### Document
++++++++++
Is there anyone you need to forgive today? Is there a debt owed to you that you should forgive, and forget? Why not choose to be like God? For he ‘remembers our sins and our lawless deeds no more. And where there is forgiveness there is no longer any suffering for sin’ (Hebrews 10:17-18).

Today’s Gospel Reading: Matthew 18.21-end.

Then Peter came and said to him, ‘Lord, if another member of the church sins against me, how often should I forgive? As many as seven times?’ Jesus said to him, ‘Not seven times, but, I tell you, seventy-seven times.

‘For this reason the kingdom of heaven may be compared to a king who wished to settle accounts with his slaves. When he began the reckoning, one who owed him ten thousand talents was brought to him; and, as he could not pay, his lord ordered him to be sold, together with his wife and children and all his possessions, and payment to be made. So the slave fell on his knees before him, saying, “Have patience with me, and I will pay you everything.” And out of pity for him, the lord of that slave released him and forgave him the debt. But that same slave, as he went out, came upon one of his fellow-slaves who owed him a hundred denarii; and seizing him by the throat, he said, “Pay what you owe.” Then his fellow-slave fell down and pleaded with him, “Have patience with me, and I will pay you.” But he refused; then he went and threw him into prison until he should pay the debt. When his fellow-slaves saw what had happened, they were greatly distressed, and they went and reported to their lord all that had taken place. Then his lord summoned him and said to him, “You wicked slave! I forgave you all that debt because you pleaded with me. Should you not have had mercy on your fellow-slave, as I had mercy on you?” And in anger his lord handed him over to be tortured until he should pay his entire debt. So my heavenly Father will also do to every one of you, if you do not forgive your brother or sister from your heart.’
++++++++++
### Stated problem 1
Repeat the lines of the listing word for word, starting at the line that has "Annotation task — mark the gray" and going through the last line of the listing.
The forgiveness reading and the listing after it are separate material.
++++++++++
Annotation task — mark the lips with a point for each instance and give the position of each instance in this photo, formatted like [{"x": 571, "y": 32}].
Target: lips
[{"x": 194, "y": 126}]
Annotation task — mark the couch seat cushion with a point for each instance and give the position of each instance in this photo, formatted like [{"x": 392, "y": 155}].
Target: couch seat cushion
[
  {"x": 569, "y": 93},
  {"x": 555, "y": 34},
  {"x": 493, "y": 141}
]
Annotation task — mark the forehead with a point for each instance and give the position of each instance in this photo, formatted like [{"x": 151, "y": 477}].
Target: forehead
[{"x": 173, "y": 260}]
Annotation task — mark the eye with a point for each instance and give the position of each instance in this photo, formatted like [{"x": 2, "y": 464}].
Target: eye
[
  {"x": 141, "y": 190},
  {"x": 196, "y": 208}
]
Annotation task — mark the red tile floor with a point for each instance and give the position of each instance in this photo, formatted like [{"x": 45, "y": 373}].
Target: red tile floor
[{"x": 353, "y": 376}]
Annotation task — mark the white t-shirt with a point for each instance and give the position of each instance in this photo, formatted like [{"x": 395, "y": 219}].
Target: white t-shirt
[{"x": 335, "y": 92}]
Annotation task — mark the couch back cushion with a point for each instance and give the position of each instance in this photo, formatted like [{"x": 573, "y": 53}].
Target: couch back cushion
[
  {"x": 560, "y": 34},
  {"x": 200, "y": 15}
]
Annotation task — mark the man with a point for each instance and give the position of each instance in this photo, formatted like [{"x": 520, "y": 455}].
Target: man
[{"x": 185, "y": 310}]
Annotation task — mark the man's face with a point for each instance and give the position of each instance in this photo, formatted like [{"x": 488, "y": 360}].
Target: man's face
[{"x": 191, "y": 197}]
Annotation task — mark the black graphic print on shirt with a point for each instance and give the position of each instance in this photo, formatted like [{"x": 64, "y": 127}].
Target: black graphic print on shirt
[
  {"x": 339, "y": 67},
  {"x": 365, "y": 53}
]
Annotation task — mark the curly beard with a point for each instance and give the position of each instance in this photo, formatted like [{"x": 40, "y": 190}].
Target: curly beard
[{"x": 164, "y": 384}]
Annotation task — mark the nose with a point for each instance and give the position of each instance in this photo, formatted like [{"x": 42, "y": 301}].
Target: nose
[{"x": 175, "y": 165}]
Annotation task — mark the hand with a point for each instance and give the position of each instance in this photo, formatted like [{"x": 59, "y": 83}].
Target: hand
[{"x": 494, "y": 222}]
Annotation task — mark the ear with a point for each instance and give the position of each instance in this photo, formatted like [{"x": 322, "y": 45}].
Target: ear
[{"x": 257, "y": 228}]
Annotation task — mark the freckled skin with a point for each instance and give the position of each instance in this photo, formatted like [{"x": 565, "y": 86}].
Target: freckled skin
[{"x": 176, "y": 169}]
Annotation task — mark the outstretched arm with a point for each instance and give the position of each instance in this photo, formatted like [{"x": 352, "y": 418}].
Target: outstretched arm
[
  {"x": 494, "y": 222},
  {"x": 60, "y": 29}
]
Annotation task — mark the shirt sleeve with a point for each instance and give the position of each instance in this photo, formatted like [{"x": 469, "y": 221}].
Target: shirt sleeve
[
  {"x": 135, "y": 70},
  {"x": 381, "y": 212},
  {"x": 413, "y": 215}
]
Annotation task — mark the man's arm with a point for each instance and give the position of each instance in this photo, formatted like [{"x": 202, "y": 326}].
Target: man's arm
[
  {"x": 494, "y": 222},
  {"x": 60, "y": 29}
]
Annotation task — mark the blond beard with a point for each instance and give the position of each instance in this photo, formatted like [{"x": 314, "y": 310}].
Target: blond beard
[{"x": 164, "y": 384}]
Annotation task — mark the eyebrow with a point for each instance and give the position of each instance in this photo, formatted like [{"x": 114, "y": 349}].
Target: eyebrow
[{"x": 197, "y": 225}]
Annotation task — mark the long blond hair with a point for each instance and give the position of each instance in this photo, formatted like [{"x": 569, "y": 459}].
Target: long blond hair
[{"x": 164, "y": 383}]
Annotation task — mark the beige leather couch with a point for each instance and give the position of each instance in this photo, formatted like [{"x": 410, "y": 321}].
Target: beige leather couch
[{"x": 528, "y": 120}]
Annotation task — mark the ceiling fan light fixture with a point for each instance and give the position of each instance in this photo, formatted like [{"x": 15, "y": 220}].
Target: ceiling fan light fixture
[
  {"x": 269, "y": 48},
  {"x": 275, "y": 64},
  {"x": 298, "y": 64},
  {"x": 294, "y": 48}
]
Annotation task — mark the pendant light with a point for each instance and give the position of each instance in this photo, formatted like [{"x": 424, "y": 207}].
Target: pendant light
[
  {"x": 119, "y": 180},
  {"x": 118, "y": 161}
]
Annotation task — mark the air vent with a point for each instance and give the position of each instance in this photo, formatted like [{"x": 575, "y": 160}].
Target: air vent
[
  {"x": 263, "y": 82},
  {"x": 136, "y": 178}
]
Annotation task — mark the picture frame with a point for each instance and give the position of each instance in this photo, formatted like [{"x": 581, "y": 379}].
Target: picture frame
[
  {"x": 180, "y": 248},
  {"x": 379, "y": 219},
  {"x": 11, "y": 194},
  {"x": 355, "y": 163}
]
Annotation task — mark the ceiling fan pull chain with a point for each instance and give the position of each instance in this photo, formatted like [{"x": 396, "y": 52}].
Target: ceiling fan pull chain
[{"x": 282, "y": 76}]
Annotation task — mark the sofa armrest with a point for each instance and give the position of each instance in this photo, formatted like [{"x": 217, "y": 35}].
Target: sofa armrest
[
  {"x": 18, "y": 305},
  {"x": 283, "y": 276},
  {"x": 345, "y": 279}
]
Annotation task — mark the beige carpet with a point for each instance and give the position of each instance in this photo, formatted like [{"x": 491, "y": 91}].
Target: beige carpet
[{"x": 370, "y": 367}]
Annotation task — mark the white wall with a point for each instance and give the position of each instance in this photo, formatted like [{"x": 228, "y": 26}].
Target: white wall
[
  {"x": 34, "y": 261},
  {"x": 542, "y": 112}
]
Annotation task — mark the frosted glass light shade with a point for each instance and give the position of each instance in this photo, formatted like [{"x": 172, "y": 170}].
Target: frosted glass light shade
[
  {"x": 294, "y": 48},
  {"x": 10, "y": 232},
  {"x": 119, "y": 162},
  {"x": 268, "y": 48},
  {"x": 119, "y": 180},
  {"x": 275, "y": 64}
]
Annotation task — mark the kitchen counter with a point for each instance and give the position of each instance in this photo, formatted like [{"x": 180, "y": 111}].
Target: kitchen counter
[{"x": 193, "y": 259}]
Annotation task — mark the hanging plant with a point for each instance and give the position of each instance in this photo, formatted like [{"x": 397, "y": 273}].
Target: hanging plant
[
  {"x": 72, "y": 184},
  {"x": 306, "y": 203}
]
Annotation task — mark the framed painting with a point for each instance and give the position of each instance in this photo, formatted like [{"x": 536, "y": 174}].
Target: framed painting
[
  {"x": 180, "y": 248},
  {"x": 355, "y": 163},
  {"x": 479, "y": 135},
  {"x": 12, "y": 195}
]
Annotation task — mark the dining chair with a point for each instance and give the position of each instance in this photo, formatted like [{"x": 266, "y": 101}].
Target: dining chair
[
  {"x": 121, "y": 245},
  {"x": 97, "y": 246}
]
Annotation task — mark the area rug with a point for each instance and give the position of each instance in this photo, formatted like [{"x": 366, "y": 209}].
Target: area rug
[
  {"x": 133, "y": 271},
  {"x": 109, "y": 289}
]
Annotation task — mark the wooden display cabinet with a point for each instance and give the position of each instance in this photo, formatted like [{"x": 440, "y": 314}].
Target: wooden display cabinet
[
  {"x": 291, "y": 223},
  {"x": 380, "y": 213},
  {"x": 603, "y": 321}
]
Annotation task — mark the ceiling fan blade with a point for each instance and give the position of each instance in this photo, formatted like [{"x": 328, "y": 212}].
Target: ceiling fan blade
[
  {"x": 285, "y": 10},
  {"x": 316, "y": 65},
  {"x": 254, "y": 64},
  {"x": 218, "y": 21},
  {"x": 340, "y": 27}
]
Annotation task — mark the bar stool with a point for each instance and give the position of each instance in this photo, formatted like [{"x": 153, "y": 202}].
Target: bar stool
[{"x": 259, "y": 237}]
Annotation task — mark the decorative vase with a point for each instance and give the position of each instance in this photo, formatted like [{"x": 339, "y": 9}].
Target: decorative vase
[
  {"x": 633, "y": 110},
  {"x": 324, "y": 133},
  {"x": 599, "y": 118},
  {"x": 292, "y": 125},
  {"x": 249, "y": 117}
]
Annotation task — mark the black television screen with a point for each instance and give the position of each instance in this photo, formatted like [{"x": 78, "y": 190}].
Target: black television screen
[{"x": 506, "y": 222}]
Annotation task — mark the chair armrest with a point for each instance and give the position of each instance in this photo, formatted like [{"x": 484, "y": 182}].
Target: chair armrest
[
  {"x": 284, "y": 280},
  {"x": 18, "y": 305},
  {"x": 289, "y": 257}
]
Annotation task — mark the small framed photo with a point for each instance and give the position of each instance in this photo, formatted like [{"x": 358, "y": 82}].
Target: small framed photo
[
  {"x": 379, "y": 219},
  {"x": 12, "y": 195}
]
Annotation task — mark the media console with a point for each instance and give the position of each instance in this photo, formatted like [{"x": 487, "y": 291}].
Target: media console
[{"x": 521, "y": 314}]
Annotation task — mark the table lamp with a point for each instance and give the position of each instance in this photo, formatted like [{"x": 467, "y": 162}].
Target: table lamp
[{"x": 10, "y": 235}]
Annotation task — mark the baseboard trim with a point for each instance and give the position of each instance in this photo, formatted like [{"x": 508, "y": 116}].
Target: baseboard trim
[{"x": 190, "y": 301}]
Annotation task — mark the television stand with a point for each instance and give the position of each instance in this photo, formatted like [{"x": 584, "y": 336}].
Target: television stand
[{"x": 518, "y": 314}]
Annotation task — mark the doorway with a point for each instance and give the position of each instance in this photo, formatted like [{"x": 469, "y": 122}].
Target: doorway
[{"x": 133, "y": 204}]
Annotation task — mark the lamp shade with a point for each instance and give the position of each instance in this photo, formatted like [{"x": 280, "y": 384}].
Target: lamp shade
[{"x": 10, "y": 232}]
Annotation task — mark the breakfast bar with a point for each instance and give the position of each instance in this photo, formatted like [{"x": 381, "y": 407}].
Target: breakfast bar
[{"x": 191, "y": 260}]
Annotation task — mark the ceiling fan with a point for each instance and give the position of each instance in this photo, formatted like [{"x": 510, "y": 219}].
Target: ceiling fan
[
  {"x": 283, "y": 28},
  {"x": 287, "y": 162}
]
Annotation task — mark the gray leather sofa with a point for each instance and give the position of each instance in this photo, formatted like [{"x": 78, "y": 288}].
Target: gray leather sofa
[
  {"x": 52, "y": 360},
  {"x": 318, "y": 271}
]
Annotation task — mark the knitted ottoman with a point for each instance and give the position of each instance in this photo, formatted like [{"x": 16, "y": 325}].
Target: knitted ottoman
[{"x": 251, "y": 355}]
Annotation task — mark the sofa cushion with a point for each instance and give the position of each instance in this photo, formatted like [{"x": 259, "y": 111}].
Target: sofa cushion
++++++++++
### Stated problem 2
Transcribe the forgiveness reading exactly, starting at the words "Is there anyone" and stopping after "sin’ (Hebrews 10:17-18).".

### Written response 1
Annotation task — mark the gray leather sofa with a point for each instance and give the position of each instance in this photo, formatted like [{"x": 78, "y": 288}].
Target: gray leather sofa
[
  {"x": 52, "y": 360},
  {"x": 318, "y": 271}
]
Annotation task — mark the knitted ottoman with a point for each instance and give the position of each instance in this photo, formatted like [{"x": 16, "y": 325}].
Target: knitted ottoman
[{"x": 251, "y": 355}]
Annotation task — mark the sofa cushion with a point for each instance and give the position of each instance in this photo, formatted like [{"x": 259, "y": 111}].
Target: sofa cushion

### Written response 2
Is there anyone you need to forgive today? Is there a debt owed to you that you should forgive, and forget? Why not choose to be like God? For he ‘remembers our sins and our lawless deeds no more. And where there is forgiveness there is no longer any suffering for sin’ (Hebrews 10:17-18).